● TASK TO COMPLETE: Look below for the line containing "of the canvas"; from there through the line containing "the gray pillow", both lines included, please set down each line exactly and nothing else.

● INFORMATION GIVEN:
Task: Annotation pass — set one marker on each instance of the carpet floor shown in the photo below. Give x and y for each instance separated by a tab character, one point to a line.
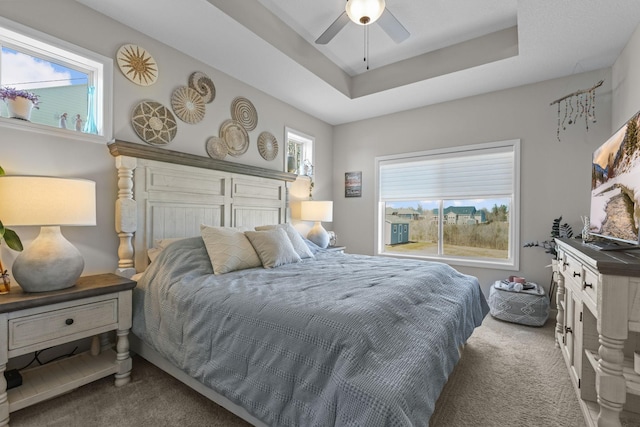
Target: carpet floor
509	375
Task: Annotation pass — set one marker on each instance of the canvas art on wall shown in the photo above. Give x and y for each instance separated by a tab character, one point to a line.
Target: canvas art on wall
353	184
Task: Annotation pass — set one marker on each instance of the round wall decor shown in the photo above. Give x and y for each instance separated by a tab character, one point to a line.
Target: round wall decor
137	65
243	111
267	146
235	136
216	148
202	84
154	123
187	104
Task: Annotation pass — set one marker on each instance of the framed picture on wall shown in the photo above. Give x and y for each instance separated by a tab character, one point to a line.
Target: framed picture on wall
353	184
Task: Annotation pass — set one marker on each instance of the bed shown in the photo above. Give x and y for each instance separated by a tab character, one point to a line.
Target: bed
320	340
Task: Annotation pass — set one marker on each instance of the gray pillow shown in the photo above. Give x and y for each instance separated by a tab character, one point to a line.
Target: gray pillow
273	247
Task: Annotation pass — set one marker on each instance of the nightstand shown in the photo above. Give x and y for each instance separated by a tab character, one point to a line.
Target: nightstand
34	321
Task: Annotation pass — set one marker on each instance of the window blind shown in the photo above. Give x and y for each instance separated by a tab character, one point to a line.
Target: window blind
471	173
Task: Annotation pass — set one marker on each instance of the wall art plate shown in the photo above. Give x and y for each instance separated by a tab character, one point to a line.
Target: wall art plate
217	148
235	136
202	84
187	104
154	123
243	111
137	64
267	146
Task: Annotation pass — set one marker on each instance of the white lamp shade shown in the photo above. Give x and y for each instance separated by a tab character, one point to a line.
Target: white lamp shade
312	210
365	12
40	200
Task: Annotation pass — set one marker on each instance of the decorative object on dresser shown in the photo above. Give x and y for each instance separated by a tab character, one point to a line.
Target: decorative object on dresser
50	262
243	112
137	65
187	104
32	322
317	211
154	123
236	137
598	326
267	146
202	84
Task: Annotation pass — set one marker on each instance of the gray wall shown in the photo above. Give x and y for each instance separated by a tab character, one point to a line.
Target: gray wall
555	175
31	153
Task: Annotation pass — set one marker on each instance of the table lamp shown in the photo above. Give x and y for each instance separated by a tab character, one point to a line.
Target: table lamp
318	211
50	262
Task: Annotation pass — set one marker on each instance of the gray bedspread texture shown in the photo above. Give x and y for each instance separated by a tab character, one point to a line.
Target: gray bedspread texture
339	340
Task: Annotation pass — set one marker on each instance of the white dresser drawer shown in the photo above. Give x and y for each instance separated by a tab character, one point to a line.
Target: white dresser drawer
50	325
590	285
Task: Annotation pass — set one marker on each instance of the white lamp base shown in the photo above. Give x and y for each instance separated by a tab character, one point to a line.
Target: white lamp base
319	235
49	263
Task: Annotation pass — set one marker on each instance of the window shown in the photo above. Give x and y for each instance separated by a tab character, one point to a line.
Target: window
299	158
73	84
458	205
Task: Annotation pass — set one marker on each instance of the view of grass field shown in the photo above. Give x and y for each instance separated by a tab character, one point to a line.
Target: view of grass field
468	240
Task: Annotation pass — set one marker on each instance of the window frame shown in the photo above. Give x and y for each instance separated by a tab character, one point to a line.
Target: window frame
47	47
308	143
511	263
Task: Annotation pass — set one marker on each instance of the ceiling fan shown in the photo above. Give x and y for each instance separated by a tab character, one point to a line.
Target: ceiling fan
366	12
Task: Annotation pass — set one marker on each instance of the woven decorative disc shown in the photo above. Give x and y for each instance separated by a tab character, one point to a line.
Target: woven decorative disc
137	65
202	84
154	123
217	148
243	111
267	146
235	136
187	104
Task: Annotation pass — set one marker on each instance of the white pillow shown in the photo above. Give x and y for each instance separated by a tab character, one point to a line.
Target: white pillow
273	247
298	243
229	249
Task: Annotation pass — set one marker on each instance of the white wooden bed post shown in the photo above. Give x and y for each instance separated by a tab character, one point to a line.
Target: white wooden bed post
126	215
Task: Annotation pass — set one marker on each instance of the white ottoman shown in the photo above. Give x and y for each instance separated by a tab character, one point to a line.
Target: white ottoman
527	307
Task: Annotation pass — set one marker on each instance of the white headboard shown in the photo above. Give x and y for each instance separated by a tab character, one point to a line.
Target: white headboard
164	193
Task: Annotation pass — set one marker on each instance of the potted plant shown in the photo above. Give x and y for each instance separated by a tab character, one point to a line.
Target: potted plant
19	102
13	242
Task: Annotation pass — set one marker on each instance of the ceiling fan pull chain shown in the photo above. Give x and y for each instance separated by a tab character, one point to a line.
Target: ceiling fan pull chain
366	45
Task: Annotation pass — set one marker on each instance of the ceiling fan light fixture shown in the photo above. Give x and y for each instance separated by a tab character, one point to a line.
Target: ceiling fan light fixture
365	12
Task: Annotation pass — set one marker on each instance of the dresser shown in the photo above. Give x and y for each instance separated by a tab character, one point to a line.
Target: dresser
597	329
30	322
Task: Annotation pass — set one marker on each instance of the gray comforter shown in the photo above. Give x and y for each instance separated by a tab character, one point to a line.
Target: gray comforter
339	340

● YOUR SOLUTION:
Task: Annotation pass — set one marker on each instance of the canvas art on wall shown in the photo above. Give x and y for each instance separated by a tab character, one point to a line.
Target: canvas art on wall
353	184
Task: Annotation pass — set one marker on each instance of the round wall decor shown in the photo above. Give x and y for each instance separated by a tab character, one point to a line.
Target: round wall decor
137	65
243	111
267	146
235	136
216	148
202	84
154	123
187	104
Task: Annotation pass — set one marker on each instance of the framed picture on wall shown in the photo above. Give x and y for each instance separated by a tab character, one point to a line.
Target: framed picture on wall
353	184
Task: Annotation pass — set one marker on each instance of the bed shown in the photo above. Give x and y for each instance separated by a tab character, one point to a line.
Target: bed
320	340
Task: Annotation pass — set one marker on each instance of the gray pillow shown in the photo above. Give x and y for each instance separated by a tab character, one point to a line.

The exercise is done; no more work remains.